┏━━

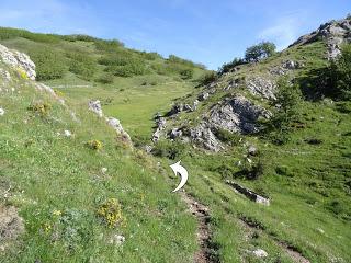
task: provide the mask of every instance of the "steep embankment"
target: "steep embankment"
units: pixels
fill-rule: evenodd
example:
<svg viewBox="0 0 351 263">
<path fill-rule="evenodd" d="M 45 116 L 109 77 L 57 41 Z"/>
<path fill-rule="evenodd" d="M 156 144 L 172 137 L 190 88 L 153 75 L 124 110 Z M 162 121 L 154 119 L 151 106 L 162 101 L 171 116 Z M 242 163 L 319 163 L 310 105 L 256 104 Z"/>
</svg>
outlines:
<svg viewBox="0 0 351 263">
<path fill-rule="evenodd" d="M 0 262 L 191 261 L 196 221 L 156 162 L 0 56 Z"/>
<path fill-rule="evenodd" d="M 350 102 L 335 100 L 324 81 L 350 34 L 350 18 L 326 23 L 272 57 L 218 75 L 157 118 L 152 152 L 186 165 L 185 191 L 208 207 L 220 261 L 350 259 Z M 282 77 L 303 94 L 283 138 L 262 130 L 280 107 Z"/>
</svg>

┗━━

→ **WHAT THE TASK ASKS**
Could you reproduce every record above exactly, leaving out the pictures?

→ **WORKED ANSWER**
task: provide the mask of every instance of the "steep embankment"
target: "steep embankment"
units: pixels
fill-rule: evenodd
example:
<svg viewBox="0 0 351 263">
<path fill-rule="evenodd" d="M 45 116 L 109 77 L 57 41 Z"/>
<path fill-rule="evenodd" d="M 156 144 L 172 137 L 190 88 L 153 75 L 124 110 Z M 162 121 L 154 119 L 151 106 L 162 101 L 171 116 Z M 242 163 L 319 163 L 310 105 L 256 104 Z"/>
</svg>
outlines:
<svg viewBox="0 0 351 263">
<path fill-rule="evenodd" d="M 0 262 L 191 261 L 196 221 L 156 162 L 0 56 Z"/>
<path fill-rule="evenodd" d="M 350 102 L 335 100 L 324 81 L 350 34 L 350 18 L 326 23 L 272 57 L 218 75 L 157 118 L 152 152 L 186 165 L 185 191 L 208 207 L 220 261 L 350 259 Z M 282 77 L 303 94 L 283 138 L 262 130 L 280 107 Z"/>
</svg>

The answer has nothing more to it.